● Brief A
Reproduce word for word the part of the interprofessional simulation text that begins at the words "- Promote communication" and stops after "the treatment plan.".
● Brief B
In the interprofessional simulation text, which two patients did each team see during the standardized patient session?

Start of Text shown

Introduction: Team-based training often does not occur until after completion of the undergraduate curriculum. Thus, trainees are often ill-equipped to manage team-based care when beginning the next phase of their education. In recognition of this gap in training, we developed this interprofessional simulation experience. Methods: This simulation experience consists of 90-minute sessions, held three times a year, in which pairs or teams of medical and nursing students complete two standardized patient cases and a debriefing session. During the standardized patient session, each team saw two patients: knee replacement and post-appendectomy. Following the encounters, standardized patients completed a checklist that recorded student performance and students completed an experiential survey and presession attitudinal survey. A 30-minute student debriefing session followed both exercises. Results: Our research found that nursing and medical students attitudes changed significantly in a majority of questions relating to teamwork, communication, scope of practice, and communication and collaboration in care plan development which may impact improved patient outcomes. Discussion: Because this was the first time our medical students and nursing students had interacted, the students’ informal conversations helped further our objectives. Students were heard discussing their course of training, future specialty choices, and many other topics. Keeping the atmosphere light and positive (as opposed to the exam conditions often in effect in the standardized patient suite) helped to further these interactions.
- Promote interprofessional collaboration regarding patient care.
- Promote communication between members of the health care team.
- Demonstrate that two caregivers may have different sets of information about a patient, and that this can affect the treatment plan.
- Illustrate the roles and assessment styles of other health care providers.

End of Text shown
Start of Dataset entries

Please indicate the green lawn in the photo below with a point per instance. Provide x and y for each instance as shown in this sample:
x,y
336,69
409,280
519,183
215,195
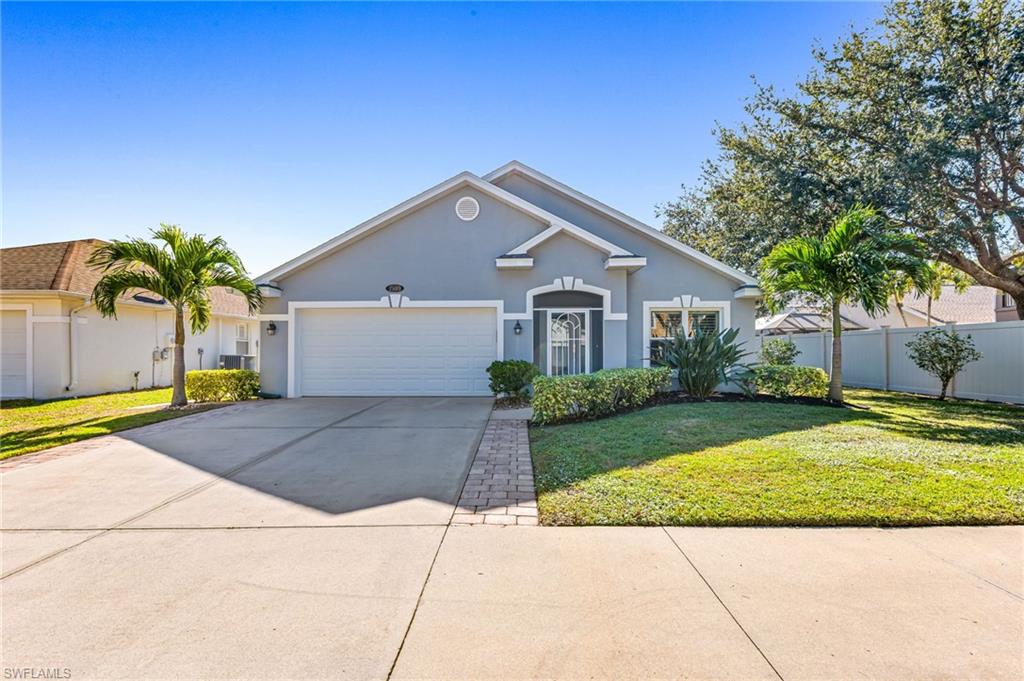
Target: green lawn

End of Dataset entries

● Written response A
- Promote communication between members of the health care team.
- Demonstrate that two caregivers may have different sets of information about a patient, and that this can affect the treatment plan.

● Written response B
A knee replacement patient and a post-appendectomy patient.